Below are the entries; output exactly the lines from the one containing "Task: indicate the warehouse aisle" through the final line, inclusive.

┌─ Raw data

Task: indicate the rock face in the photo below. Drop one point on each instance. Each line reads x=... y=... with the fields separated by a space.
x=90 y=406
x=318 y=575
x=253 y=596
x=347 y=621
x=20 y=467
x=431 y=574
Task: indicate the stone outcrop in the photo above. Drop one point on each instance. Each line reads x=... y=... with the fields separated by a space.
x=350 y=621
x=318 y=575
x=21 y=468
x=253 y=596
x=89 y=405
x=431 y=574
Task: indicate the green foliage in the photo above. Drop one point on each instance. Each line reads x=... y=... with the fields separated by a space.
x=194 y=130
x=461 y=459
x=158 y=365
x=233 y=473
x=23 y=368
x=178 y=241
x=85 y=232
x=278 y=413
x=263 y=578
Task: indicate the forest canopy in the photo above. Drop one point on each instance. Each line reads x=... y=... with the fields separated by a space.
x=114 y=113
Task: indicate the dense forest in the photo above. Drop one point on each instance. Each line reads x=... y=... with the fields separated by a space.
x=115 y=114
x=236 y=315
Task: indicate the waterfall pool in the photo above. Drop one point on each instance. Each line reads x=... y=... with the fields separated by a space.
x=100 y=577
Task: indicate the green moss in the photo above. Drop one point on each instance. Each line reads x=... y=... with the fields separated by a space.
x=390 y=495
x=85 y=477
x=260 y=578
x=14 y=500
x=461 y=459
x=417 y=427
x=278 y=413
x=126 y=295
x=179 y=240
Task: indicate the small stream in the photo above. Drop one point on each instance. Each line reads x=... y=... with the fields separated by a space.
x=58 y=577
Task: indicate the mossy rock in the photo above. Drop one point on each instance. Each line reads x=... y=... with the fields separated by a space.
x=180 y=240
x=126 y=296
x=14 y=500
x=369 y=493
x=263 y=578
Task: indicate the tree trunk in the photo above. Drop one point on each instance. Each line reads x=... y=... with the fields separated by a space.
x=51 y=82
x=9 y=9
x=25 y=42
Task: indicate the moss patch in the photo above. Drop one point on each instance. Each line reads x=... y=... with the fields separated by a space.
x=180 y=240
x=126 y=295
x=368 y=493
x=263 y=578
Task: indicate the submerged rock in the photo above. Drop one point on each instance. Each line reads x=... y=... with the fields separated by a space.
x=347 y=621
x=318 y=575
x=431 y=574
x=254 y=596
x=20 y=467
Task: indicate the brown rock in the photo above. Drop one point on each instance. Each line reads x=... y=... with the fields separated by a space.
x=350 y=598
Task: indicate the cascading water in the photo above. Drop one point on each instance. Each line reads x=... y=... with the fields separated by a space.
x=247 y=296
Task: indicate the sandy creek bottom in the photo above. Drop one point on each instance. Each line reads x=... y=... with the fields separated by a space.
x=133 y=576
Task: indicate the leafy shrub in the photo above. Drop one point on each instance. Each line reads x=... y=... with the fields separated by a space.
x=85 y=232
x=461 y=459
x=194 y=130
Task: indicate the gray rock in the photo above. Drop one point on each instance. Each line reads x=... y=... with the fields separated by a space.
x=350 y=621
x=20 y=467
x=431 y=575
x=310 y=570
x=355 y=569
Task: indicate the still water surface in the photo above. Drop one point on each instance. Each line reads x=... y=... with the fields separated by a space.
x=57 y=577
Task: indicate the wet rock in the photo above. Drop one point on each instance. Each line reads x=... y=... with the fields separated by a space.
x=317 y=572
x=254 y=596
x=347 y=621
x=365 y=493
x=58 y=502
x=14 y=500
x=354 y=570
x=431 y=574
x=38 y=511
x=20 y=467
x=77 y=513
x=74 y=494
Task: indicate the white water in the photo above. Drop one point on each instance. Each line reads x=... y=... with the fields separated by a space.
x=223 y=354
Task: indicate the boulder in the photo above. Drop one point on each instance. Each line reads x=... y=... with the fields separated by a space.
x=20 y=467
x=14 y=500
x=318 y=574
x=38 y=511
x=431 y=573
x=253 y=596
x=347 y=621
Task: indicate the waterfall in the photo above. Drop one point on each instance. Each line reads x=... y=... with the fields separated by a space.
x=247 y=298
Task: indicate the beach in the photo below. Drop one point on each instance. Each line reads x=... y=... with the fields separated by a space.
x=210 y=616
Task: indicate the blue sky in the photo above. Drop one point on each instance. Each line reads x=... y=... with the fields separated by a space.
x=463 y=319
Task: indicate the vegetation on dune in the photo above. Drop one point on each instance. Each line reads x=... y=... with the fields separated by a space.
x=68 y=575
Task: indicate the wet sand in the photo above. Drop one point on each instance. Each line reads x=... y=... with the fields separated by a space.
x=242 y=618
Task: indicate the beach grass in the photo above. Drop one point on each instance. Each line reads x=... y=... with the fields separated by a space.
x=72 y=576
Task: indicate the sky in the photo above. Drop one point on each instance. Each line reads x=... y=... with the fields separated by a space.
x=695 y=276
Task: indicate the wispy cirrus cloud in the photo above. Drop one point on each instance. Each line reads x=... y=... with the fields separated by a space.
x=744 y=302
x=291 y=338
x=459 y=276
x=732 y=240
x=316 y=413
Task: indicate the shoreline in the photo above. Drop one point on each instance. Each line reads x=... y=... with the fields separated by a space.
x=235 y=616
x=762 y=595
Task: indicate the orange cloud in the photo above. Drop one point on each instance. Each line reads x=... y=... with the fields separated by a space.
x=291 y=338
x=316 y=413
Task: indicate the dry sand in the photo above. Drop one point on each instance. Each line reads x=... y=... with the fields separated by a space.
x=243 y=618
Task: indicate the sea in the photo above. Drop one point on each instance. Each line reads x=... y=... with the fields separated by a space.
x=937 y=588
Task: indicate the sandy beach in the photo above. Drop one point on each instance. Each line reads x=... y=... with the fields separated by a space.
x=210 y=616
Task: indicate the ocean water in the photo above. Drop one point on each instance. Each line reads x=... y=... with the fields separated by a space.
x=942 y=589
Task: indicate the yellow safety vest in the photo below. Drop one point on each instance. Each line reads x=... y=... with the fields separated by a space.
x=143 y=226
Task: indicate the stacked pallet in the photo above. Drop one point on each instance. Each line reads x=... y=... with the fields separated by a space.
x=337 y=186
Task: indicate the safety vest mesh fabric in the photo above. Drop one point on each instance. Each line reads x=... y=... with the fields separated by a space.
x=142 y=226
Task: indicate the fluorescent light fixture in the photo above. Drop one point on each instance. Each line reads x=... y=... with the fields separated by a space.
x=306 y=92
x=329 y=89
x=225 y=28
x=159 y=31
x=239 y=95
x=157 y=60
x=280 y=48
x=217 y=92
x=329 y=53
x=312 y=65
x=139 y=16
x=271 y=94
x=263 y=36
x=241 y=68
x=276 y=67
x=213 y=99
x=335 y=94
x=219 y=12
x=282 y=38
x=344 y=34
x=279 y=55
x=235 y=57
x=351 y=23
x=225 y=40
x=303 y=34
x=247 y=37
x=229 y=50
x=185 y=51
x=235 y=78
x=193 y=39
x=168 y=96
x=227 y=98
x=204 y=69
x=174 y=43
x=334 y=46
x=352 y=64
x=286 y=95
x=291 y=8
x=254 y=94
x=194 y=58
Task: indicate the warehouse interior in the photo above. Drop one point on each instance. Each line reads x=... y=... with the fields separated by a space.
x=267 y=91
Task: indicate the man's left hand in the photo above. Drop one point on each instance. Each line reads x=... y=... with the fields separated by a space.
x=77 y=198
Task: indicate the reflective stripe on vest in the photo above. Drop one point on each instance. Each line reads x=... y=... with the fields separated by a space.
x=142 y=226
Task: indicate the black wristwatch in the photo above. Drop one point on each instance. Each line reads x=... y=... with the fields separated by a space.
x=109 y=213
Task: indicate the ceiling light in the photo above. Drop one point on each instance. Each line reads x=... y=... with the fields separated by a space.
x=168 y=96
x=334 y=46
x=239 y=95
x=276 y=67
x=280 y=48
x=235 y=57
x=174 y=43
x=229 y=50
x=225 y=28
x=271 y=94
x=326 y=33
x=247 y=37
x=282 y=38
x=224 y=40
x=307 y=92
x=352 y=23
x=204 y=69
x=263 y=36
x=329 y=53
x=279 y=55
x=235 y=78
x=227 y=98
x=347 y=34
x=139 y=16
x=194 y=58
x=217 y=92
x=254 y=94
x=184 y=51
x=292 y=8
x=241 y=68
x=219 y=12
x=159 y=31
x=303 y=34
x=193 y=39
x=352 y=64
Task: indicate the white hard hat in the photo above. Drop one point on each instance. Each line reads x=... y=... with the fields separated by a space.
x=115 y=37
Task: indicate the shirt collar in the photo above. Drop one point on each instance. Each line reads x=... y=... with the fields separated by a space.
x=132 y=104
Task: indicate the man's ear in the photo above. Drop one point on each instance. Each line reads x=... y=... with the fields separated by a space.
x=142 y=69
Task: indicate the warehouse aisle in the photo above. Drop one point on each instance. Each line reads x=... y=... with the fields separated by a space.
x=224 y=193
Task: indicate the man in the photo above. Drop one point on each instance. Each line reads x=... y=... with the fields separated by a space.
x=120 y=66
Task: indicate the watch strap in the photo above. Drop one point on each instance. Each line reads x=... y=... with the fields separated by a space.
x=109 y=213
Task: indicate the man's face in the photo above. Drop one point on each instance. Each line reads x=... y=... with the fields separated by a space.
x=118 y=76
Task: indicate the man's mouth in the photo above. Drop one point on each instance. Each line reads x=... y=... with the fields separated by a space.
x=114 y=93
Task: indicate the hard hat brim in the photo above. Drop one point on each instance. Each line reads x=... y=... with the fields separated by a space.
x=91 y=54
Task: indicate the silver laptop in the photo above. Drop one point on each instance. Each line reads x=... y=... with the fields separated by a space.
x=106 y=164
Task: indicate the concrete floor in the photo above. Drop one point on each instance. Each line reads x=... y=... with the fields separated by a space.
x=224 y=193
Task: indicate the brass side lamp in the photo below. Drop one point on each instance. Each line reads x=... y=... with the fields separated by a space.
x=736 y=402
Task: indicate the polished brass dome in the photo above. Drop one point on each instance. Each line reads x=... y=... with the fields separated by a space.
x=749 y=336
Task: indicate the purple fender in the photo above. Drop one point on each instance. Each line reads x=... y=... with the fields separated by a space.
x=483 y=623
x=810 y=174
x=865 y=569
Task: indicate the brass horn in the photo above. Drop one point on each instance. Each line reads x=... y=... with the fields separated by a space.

└─

- Exercise answer
Task: indicate the warehouse aisle in the photo above. Drop one point on each instance. Each line reads x=... y=... with the fields separated by a space.
x=224 y=193
Task: indicate the man in the photo above. Drop one point on each instance. Each line reads x=... y=... with the fields separated by a space.
x=120 y=66
Task: indicate the watch strap in the photo above. Drop one point on each instance. Each line reads x=... y=... with the fields separated by a space.
x=109 y=213
Task: indicate the man's face in the photo above. Drop one point on each instance. Each line reads x=... y=... with the fields separated by a space.
x=118 y=76
Task: indicate the man's mouth in the photo above. Drop one point on each instance. Each line reads x=... y=... with the fields separated by a space.
x=114 y=93
Task: indicate the hard hat brim in the photo above. Drop one point on each instance. Each line reads x=... y=... with the fields separated by a space.
x=91 y=54
Task: indicate the silver laptop in the photo above. Drop one point on each instance. Each line reads x=... y=... with the fields separated by a space.
x=106 y=164
Task: indicate the concrete floor in the photo above. Drop one point on each instance. Each line reads x=... y=... with the fields separated by a space.
x=224 y=193
Task: indicate the brass side lamp in the photo below. Drop one point on each instance. Each line reads x=... y=... with the fields separated by a space.
x=736 y=402
Task: indicate the polished brass dome in the photo above. Drop one point on each instance. Each line reads x=... y=... with the fields separated by a space.
x=749 y=336
Task: indicate the purple fender in the photo above. Drop one point on each instance. Each line reads x=... y=... with the fields separated by a space.
x=483 y=623
x=810 y=174
x=865 y=569
Task: indicate the brass horn in the photo above. Drop one point on each instance. Each line reads x=... y=... with the fields separated by a space.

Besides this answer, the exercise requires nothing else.